Your goal: Lines from the one containing "Need: a point on every instance of the jam" through the last line of the material below: print these exactly, and only these.

Data supplied:
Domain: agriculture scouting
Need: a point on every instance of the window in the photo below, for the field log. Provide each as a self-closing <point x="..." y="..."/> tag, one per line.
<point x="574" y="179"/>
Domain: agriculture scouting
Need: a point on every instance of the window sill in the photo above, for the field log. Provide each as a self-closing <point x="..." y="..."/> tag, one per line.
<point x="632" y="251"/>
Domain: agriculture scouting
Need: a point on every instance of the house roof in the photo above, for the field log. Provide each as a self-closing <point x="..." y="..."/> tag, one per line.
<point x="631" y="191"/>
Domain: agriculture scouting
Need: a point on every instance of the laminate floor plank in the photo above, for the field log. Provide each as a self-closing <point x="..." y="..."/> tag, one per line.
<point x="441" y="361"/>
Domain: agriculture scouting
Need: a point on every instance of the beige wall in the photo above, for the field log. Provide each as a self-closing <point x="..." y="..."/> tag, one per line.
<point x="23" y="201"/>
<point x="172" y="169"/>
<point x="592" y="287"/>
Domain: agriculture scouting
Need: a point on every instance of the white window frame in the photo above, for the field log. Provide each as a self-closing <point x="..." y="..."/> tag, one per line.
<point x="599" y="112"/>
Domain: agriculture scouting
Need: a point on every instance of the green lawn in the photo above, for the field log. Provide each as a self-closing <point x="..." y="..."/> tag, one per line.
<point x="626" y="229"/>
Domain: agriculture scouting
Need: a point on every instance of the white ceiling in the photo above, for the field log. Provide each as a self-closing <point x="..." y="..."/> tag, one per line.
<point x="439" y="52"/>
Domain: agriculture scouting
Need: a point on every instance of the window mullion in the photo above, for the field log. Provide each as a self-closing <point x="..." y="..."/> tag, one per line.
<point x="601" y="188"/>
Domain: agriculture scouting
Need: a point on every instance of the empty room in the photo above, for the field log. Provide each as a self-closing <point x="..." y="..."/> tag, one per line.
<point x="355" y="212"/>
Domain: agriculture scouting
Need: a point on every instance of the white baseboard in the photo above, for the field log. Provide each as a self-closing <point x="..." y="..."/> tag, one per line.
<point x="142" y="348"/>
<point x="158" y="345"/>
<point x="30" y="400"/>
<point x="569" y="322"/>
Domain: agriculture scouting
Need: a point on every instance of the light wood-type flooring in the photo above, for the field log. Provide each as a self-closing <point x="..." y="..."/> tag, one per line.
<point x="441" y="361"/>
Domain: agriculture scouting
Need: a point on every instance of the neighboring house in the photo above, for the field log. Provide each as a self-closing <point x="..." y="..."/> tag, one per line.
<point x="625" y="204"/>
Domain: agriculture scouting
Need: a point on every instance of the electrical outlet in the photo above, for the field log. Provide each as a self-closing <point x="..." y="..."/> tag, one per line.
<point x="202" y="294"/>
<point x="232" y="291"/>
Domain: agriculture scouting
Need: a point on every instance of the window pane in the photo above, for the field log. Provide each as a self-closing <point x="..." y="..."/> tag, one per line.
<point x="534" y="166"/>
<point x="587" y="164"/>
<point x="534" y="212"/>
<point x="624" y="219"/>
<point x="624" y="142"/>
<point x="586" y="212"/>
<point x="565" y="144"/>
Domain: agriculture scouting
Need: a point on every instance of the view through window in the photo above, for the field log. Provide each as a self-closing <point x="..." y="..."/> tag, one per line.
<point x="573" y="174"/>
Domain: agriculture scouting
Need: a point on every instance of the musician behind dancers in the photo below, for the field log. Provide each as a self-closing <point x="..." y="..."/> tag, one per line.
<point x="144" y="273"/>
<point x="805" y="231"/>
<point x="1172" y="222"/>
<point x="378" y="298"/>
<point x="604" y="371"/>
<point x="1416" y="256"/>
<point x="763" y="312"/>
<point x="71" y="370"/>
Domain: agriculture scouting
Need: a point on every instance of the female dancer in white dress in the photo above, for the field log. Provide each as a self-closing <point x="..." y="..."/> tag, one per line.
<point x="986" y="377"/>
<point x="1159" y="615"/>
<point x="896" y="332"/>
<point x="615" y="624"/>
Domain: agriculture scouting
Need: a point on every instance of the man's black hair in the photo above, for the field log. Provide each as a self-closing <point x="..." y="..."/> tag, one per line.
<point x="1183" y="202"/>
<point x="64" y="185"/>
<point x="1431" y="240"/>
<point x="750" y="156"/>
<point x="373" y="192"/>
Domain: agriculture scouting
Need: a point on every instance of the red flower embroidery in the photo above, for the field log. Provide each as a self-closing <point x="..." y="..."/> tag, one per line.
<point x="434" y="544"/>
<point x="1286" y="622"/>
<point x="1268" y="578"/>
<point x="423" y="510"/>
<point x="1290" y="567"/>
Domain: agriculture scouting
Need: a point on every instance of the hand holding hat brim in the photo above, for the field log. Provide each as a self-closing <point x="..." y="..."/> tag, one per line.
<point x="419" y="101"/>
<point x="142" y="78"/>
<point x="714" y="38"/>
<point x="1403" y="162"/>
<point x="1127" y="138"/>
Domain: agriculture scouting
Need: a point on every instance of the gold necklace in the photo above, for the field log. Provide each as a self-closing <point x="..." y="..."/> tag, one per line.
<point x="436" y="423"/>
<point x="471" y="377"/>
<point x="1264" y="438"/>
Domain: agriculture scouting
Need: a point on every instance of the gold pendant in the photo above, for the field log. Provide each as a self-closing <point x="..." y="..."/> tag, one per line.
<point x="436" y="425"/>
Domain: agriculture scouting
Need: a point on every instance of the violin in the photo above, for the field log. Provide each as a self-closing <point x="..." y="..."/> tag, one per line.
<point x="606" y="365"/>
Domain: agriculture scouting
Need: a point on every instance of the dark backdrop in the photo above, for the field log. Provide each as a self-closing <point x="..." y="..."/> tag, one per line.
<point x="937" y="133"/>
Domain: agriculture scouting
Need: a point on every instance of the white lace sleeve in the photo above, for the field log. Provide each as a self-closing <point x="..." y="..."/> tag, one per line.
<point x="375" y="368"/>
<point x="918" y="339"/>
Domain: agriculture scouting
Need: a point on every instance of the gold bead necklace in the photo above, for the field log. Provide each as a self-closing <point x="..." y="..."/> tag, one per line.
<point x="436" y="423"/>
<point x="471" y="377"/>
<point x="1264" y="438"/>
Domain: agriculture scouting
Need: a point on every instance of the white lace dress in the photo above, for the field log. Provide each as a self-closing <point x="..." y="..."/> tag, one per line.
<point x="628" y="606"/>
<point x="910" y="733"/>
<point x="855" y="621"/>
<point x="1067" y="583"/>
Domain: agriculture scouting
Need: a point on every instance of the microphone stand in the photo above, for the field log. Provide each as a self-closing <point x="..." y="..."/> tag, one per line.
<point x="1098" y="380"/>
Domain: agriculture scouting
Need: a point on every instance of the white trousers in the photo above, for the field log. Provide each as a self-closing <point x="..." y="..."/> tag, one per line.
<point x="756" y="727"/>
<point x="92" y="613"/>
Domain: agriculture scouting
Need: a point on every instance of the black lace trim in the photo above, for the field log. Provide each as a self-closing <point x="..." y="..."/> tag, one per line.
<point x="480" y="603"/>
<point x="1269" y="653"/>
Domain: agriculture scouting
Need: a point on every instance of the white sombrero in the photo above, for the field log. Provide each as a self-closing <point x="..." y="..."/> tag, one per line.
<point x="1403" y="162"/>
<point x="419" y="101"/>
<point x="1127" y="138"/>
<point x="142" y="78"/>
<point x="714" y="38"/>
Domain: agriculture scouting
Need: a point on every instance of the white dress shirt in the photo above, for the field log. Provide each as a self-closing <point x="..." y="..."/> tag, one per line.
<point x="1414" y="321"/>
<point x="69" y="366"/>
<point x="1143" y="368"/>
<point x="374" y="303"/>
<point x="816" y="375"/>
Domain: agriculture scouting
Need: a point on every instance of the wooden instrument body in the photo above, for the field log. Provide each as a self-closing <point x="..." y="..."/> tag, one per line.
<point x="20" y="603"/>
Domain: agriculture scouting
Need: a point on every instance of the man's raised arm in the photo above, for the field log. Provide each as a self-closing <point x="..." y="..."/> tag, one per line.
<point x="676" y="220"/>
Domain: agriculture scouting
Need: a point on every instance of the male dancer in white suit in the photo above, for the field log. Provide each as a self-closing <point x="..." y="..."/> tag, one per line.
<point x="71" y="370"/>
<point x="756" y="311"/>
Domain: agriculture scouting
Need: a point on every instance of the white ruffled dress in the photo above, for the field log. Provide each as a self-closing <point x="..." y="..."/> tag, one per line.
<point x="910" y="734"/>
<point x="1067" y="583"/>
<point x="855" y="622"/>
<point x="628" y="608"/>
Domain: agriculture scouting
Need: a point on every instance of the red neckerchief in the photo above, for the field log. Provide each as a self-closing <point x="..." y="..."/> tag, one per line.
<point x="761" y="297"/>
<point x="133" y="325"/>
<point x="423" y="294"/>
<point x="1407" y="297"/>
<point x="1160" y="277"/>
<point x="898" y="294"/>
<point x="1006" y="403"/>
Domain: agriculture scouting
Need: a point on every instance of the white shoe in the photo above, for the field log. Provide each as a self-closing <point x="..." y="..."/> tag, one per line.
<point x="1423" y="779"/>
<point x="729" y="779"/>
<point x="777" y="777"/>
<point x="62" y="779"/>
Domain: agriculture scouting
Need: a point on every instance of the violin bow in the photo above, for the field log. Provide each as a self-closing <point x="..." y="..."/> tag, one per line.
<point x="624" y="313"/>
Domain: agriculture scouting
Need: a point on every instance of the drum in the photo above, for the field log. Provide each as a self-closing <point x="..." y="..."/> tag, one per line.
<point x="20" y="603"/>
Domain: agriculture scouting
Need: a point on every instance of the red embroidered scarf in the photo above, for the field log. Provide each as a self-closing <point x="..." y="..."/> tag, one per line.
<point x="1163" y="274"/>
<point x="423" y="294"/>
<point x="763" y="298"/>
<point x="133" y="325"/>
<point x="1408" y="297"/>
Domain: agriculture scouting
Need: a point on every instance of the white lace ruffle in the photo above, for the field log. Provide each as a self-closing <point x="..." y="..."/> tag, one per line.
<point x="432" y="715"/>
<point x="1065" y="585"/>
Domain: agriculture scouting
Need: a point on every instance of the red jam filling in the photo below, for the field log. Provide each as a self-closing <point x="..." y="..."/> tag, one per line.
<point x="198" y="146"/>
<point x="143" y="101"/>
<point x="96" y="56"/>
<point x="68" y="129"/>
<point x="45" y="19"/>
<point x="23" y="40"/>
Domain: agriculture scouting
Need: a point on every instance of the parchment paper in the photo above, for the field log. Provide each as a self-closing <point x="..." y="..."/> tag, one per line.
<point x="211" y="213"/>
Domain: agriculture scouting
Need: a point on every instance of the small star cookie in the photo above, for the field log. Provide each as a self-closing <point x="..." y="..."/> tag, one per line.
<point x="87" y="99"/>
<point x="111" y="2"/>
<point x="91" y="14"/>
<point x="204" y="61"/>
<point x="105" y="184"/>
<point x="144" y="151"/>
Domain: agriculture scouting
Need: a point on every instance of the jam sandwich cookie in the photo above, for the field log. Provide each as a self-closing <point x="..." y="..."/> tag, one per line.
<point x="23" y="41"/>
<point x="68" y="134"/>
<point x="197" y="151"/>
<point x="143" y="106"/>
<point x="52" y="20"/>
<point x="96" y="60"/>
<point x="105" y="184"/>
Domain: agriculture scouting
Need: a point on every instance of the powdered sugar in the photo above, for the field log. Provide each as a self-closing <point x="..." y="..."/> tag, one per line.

Response to this exercise:
Need: a point on every instance of the jam sandwich cookie in the photo above, for the field log. Provide each as a self-closing <point x="..." y="..."/> tag, one per line.
<point x="23" y="41"/>
<point x="68" y="134"/>
<point x="197" y="151"/>
<point x="143" y="106"/>
<point x="52" y="20"/>
<point x="96" y="60"/>
<point x="105" y="184"/>
Domain: agriculture scouting
Need: a point on every instance of the powdered sugar in the photo above, for the field log. Provide each as a self-closing <point x="..." y="..."/> tag, one per line.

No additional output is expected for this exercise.